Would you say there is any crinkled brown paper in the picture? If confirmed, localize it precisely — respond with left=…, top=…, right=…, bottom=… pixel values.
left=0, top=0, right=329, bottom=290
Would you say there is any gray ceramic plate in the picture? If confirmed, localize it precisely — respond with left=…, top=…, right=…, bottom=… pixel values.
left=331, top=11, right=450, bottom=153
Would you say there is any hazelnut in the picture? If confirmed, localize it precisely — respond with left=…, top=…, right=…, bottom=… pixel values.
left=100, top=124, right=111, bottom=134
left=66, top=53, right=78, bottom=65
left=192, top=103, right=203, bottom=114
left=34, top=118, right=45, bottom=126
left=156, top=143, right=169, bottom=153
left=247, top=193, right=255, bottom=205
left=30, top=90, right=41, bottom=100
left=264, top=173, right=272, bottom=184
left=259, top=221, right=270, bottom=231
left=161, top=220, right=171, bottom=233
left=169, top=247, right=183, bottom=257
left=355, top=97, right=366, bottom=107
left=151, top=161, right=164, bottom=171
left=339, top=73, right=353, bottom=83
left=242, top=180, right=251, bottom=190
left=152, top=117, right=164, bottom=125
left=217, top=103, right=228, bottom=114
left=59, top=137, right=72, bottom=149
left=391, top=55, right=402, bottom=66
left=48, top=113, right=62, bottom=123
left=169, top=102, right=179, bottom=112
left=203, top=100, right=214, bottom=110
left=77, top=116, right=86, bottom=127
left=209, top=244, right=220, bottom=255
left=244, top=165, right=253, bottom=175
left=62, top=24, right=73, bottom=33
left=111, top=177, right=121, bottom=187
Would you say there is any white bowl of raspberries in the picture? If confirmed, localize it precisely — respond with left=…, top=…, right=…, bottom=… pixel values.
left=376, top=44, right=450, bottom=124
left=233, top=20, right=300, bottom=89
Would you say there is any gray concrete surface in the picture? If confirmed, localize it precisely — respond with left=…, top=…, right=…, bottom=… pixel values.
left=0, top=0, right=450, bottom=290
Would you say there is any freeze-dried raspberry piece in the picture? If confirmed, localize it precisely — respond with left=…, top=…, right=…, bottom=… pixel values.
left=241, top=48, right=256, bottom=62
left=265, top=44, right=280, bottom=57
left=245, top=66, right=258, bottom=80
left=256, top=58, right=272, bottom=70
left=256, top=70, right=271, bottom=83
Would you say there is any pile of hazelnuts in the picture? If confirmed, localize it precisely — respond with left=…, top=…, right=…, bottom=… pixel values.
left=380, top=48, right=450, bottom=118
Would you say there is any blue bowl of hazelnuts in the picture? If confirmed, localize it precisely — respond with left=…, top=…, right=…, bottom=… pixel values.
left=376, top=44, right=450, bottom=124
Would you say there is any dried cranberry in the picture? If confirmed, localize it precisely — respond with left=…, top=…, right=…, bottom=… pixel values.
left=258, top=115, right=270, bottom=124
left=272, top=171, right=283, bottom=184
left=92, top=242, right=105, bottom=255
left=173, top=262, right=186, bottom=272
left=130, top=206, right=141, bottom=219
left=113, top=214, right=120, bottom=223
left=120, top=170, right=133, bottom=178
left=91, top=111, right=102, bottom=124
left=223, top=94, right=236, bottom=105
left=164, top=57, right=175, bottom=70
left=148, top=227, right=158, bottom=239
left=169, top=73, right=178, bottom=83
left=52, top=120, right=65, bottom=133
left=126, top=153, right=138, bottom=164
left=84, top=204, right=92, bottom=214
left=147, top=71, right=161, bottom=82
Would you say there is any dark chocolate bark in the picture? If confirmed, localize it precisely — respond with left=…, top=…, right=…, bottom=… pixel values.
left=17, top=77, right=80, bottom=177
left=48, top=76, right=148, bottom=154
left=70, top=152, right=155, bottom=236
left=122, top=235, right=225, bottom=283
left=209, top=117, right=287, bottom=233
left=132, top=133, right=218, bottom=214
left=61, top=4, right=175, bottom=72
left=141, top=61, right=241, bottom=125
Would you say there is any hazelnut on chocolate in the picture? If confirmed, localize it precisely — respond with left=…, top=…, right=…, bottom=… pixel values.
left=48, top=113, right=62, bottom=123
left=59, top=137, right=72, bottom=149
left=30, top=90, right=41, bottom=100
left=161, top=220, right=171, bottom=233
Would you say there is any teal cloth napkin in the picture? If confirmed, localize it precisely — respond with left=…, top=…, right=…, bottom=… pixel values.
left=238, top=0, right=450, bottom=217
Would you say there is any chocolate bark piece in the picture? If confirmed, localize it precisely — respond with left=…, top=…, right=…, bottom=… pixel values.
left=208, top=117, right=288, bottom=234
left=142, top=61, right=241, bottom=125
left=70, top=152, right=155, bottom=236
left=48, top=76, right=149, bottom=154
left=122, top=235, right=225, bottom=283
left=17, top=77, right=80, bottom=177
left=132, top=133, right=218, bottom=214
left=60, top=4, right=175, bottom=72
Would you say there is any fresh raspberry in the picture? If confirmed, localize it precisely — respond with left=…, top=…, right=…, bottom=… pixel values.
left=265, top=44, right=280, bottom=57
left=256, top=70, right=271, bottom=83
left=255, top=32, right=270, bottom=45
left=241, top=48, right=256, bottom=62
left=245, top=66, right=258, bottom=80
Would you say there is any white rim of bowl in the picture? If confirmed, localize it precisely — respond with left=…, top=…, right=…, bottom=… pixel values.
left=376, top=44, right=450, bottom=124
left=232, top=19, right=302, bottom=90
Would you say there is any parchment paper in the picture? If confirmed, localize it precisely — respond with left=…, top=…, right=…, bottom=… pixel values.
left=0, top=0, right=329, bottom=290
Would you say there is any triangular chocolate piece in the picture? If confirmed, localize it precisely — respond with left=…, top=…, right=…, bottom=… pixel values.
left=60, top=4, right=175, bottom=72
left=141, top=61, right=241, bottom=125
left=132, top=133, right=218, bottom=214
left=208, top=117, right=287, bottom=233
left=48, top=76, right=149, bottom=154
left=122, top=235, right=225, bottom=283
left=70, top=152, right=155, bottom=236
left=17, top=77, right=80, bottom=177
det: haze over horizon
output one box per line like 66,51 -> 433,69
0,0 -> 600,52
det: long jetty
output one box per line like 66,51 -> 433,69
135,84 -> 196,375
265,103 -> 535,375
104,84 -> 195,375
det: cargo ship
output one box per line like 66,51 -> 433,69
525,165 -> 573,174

########################################

■ EXERCISE DIRECTIONS: Reproduce every row above word for word, in the same order, one row per line.

■ WRITTEN SOLUTION:
Would you say there is any crinkled brown paper in the picture? If confirmed, localize it precisely — respond with left=…, top=…, right=…, bottom=… pixel values.
left=0, top=0, right=329, bottom=290
Would you say there is any gray ceramic plate in the picture? If confirmed, localize it precisely — respond with left=…, top=…, right=…, bottom=… pixel values.
left=331, top=11, right=450, bottom=153
Would you say there is any hazelnut in the picture? If confirmed, localize it precisely — respond with left=…, top=…, right=…, bottom=… pixel values.
left=100, top=124, right=111, bottom=134
left=66, top=53, right=78, bottom=65
left=192, top=103, right=203, bottom=114
left=34, top=118, right=45, bottom=126
left=156, top=143, right=169, bottom=153
left=247, top=193, right=255, bottom=205
left=30, top=90, right=41, bottom=100
left=264, top=173, right=272, bottom=184
left=259, top=221, right=270, bottom=231
left=161, top=220, right=171, bottom=233
left=169, top=247, right=183, bottom=257
left=355, top=97, right=366, bottom=107
left=151, top=161, right=164, bottom=171
left=339, top=73, right=353, bottom=83
left=242, top=180, right=251, bottom=190
left=152, top=117, right=164, bottom=125
left=217, top=103, right=228, bottom=114
left=59, top=137, right=72, bottom=149
left=391, top=55, right=402, bottom=66
left=48, top=113, right=62, bottom=123
left=169, top=102, right=179, bottom=112
left=203, top=100, right=214, bottom=110
left=77, top=116, right=86, bottom=127
left=209, top=244, right=220, bottom=255
left=244, top=165, right=253, bottom=175
left=62, top=24, right=73, bottom=33
left=111, top=177, right=121, bottom=187
Would you say there is any white bowl of raspberries in the picture? If confirmed, localize it precisely — respond with left=…, top=…, right=…, bottom=… pixel values.
left=376, top=44, right=450, bottom=124
left=233, top=20, right=300, bottom=89
Would you say there is any gray concrete surface in the picture? If confirmed, localize it precisely — respond with left=…, top=…, right=…, bottom=… pixel values.
left=0, top=0, right=450, bottom=290
Would you say there is any freeze-dried raspberry piece in the picture? If confirmed, localize it precisely — respond with left=…, top=…, right=…, bottom=… pixel values.
left=241, top=48, right=256, bottom=62
left=265, top=44, right=280, bottom=57
left=245, top=66, right=258, bottom=80
left=256, top=58, right=272, bottom=70
left=256, top=70, right=271, bottom=83
Would you say there is any pile of hazelnuts in the picture? If confirmed, localize it precisely — respond with left=…, top=…, right=…, bottom=… pixel values.
left=380, top=48, right=450, bottom=118
Would you say there is any blue bowl of hazelnuts in the picture? If confirmed, localize it precisely — respond with left=…, top=…, right=…, bottom=… pixel values.
left=376, top=44, right=450, bottom=124
Would you say there is any dried cranberry in the picture? If confirmed, localize it precisely — respond with left=…, top=…, right=…, bottom=… pixel values.
left=258, top=115, right=270, bottom=124
left=272, top=171, right=283, bottom=184
left=92, top=242, right=105, bottom=255
left=173, top=262, right=186, bottom=272
left=130, top=206, right=141, bottom=219
left=113, top=214, right=120, bottom=223
left=120, top=170, right=133, bottom=178
left=91, top=111, right=102, bottom=124
left=223, top=94, right=236, bottom=105
left=164, top=57, right=175, bottom=70
left=148, top=227, right=158, bottom=239
left=169, top=73, right=178, bottom=83
left=52, top=120, right=65, bottom=133
left=126, top=153, right=138, bottom=164
left=84, top=204, right=92, bottom=214
left=147, top=71, right=161, bottom=82
Would you say there is any dark chocolate bark in the picture? If confirmed, localize it precisely — respond with left=…, top=…, right=…, bottom=… pixel values.
left=17, top=77, right=80, bottom=177
left=48, top=76, right=148, bottom=154
left=70, top=152, right=155, bottom=236
left=122, top=235, right=225, bottom=283
left=209, top=117, right=287, bottom=233
left=132, top=133, right=218, bottom=214
left=61, top=4, right=175, bottom=72
left=141, top=61, right=241, bottom=125
Would you say there is any hazelnut on chocolate in the picture? If confirmed, localize it precisely — respond with left=…, top=…, right=…, bottom=… pixel values.
left=48, top=113, right=62, bottom=123
left=59, top=137, right=72, bottom=149
left=30, top=90, right=41, bottom=100
left=161, top=220, right=171, bottom=233
Would you say there is any teal cloth napkin in the picture? If confirmed, localize it precisely — respond with left=…, top=…, right=…, bottom=… pixel values.
left=238, top=0, right=450, bottom=217
Would you say there is any chocolate bark piece in the picture? If confirmed, localize it precisely — respond with left=…, top=…, right=…, bottom=… pixel values.
left=208, top=117, right=288, bottom=234
left=142, top=61, right=241, bottom=125
left=70, top=152, right=155, bottom=236
left=48, top=76, right=149, bottom=154
left=122, top=235, right=225, bottom=283
left=17, top=77, right=80, bottom=177
left=132, top=133, right=218, bottom=214
left=60, top=4, right=175, bottom=72
Would you say there is any fresh raspberry in the picture? If confirmed, localize it precisely — respond with left=…, top=…, right=…, bottom=… pixel values.
left=265, top=44, right=280, bottom=57
left=256, top=70, right=271, bottom=83
left=255, top=32, right=270, bottom=45
left=241, top=48, right=256, bottom=62
left=245, top=66, right=258, bottom=80
Would you say there is any white rim of bowl in the picture? If confirmed, localize it precisely — respond with left=…, top=…, right=…, bottom=… pixel values.
left=376, top=44, right=450, bottom=124
left=232, top=19, right=302, bottom=90
Would you say there is any parchment paper in the picture? If confirmed, localize it precisely — respond with left=…, top=…, right=…, bottom=… pixel values.
left=0, top=0, right=329, bottom=290
Would you say there is any triangular chocolate piece in the picture? If confirmed, localize it precisely — respond with left=…, top=…, right=…, bottom=… pixel values.
left=60, top=4, right=175, bottom=72
left=141, top=61, right=241, bottom=125
left=132, top=133, right=218, bottom=214
left=208, top=117, right=287, bottom=233
left=48, top=76, right=149, bottom=154
left=122, top=235, right=225, bottom=283
left=70, top=152, right=155, bottom=236
left=17, top=77, right=80, bottom=177
det: haze over horizon
output one box per line like 66,51 -> 433,69
0,0 -> 600,52
det: long jetty
output one box per line like 66,51 -> 433,69
135,84 -> 196,375
265,103 -> 535,375
104,84 -> 195,375
det: cargo ship
output one box per line like 66,51 -> 433,69
525,165 -> 573,174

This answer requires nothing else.